__TASK GOAL__:
Can you carry on the review of Nippon Modern, picking up after its last sentence?

Nippon Modern: Japanese Cinema of the 1920s and 1930s by Mitsuyo Wada-Marciano
In Nippon Modern: Japanese Cinema of the 1920s and 1930s, Mitsuyo Wada-Marciano presents an insightful, multi-faceted analysis of Japan's interwar cinema within the context of Tokyo's rebuilding efforts in the aftermath of the Great Kanto Earthquake of 1923 (even as the process of industrialization had already been underway), in particular, the output of Shochiku Kamata Film Studio which, as the only studio in Tokyo remaining operational after the earthquake, continued to produce films during this transition period that embodied Japanese society's ambiguous relationship with modernization. To this end, Wada-Marciano examines the studio's prevailing representations of domestic and social spaces, the emerging middle-class, athletic competition, the modern girl (moga), nationalism, and ethnic identity that expressed the public's anxiety over Japan's rapid modernization, as well as the cultural transformation created by the country's international emergence ushered by the Meiji Restoration.
The chapter, The Creation of Modern Space analyzes the complex role of spaces as a reflection of social and cultural transition. In this respect, the father's alternating role as both authoritarian figure in his home and office subordinate willing to make a fool of himself for his boss's benefit in Yasujiro Ozu's I Was Born But... reflects what Wada-Marciano describes as the public's unresolved negotiation with the process of modernization. Wada-Marciano further explores the social dichotomy through the bifurcation of geographic space itself, in this case, Tokyo's post-earthquake, transitional landscape that embodies what sociologist Yoshimi Shun'ya classifies as kakyo kukan (hometown space) and mirai kukan (future space) urban spaces.

__DATA ENTRIES__:
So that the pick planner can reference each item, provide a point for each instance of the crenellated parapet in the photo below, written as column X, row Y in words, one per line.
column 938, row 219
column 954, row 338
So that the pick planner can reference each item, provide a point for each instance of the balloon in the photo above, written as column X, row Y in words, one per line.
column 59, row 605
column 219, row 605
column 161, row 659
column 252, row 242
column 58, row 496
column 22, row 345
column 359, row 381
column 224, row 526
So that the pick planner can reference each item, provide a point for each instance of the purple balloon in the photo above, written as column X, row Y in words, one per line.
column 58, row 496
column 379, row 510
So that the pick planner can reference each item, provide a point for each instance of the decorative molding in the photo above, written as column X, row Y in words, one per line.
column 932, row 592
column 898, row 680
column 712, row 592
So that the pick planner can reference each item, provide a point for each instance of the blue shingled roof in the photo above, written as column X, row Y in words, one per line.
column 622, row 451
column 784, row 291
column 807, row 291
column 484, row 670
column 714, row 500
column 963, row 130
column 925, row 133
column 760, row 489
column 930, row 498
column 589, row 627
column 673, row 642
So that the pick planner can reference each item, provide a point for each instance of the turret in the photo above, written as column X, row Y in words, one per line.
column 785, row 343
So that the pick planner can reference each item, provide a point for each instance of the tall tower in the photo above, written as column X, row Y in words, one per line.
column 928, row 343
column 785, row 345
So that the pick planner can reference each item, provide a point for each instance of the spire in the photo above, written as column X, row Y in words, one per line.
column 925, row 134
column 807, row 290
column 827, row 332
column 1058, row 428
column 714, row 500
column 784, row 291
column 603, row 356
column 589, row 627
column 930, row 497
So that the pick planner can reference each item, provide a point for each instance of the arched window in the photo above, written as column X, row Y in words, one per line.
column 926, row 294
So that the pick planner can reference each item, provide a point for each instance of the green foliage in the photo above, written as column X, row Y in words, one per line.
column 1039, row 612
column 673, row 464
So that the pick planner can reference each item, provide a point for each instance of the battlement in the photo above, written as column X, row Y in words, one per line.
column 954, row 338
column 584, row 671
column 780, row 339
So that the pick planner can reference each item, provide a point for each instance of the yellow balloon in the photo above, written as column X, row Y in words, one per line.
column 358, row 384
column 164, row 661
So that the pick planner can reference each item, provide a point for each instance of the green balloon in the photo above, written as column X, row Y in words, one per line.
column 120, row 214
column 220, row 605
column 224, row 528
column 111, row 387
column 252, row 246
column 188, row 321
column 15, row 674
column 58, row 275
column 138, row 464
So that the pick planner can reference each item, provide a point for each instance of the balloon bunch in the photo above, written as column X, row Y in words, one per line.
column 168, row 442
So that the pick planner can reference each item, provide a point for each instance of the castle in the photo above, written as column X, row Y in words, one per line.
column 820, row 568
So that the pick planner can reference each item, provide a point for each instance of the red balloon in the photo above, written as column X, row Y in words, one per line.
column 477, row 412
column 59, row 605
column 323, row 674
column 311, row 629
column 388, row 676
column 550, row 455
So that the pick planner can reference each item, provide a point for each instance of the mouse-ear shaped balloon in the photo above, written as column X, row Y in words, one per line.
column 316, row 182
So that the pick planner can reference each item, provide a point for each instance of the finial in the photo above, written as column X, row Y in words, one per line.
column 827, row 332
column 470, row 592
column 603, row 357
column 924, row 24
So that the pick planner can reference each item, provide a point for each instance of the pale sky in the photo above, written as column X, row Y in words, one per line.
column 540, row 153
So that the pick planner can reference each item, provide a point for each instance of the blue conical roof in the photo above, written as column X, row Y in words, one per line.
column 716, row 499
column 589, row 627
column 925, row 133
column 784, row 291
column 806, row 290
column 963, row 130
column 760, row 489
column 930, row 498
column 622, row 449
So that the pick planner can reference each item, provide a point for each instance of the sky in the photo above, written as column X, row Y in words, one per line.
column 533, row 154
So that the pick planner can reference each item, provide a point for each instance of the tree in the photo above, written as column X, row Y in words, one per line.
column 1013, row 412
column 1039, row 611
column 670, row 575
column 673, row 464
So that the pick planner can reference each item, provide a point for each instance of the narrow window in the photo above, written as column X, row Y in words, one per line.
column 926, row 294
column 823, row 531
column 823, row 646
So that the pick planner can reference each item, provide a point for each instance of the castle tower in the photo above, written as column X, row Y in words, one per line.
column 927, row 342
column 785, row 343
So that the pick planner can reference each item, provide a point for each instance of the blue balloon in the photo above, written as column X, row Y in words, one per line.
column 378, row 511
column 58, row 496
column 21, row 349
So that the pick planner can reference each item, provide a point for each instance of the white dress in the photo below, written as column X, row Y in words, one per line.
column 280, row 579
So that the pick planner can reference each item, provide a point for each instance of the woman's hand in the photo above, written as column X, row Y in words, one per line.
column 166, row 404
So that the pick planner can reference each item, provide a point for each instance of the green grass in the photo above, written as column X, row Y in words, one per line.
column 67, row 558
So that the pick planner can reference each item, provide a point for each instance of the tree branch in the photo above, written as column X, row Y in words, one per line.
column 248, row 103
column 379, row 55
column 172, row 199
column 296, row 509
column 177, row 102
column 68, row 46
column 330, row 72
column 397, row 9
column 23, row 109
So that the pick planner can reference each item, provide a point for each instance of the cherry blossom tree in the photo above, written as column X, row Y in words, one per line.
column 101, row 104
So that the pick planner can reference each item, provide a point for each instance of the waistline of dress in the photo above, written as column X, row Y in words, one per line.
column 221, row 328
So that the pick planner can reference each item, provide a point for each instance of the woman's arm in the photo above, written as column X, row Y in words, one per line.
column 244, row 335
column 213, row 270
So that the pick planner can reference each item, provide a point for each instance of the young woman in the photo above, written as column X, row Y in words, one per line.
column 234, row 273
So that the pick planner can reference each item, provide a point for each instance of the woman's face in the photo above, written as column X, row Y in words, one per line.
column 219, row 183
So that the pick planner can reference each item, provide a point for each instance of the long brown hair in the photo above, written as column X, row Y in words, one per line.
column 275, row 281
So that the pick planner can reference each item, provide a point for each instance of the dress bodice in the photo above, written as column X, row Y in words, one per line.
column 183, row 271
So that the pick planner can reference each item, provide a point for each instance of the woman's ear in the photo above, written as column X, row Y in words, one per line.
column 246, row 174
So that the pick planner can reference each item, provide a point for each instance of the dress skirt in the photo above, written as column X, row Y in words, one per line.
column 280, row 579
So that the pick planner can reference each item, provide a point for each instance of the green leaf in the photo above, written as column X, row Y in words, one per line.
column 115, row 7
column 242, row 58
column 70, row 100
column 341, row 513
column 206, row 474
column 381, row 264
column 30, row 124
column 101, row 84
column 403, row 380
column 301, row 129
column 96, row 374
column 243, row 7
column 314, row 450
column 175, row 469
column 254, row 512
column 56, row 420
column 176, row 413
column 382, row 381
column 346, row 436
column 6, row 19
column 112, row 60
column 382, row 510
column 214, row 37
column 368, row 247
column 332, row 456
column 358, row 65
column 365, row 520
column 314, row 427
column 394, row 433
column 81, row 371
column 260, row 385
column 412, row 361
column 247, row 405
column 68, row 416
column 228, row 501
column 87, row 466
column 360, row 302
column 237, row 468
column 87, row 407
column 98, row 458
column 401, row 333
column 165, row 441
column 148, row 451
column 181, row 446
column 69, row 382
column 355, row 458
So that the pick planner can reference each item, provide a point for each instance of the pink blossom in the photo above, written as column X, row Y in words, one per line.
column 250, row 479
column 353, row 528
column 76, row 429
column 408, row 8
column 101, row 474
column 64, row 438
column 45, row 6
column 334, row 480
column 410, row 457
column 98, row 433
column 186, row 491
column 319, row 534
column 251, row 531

__TASK ANSWER__:
Citing the stories of the visiting provincial mother in Ozu's The Only Son, the bus driver's encounter with a Tokyo-bound country girl in Hiroshi Shimizu's Mr. Thank You, and an industrialist's decision to stay with his new rural family instead of returning to Tokyo (and his legitimate family) in Mikio Naruse's Wife! Be Like a Rose!, Wada-Marciano illustrates the idealization and nostalgia for a distant, irretrievable home evoked in these colliding images of tradition and modernity. Another manifestation of negotiated space is in the integrated setting of Yokohama harbor as a gateway to the outside world in such films as Yasujiro Shimazu's First Steps Ashore, Hiroshi Shimizu's Japanese Girls at the Harbor, and Mikio Naruse's Everynight Dreams to represent the alien other, whether through overt notions of foreignness as criminal element and economic marginalization, or ethnic and cultural assimilation (Wada-Marciano astutely points out that the characters Henry and Dora in Japanese Girls at the Harbor represent a mixed race - and by implication, culturally diluted - population, and were portrayed by Eurasian actors, Ureo Egawa and Yukiko Inoue).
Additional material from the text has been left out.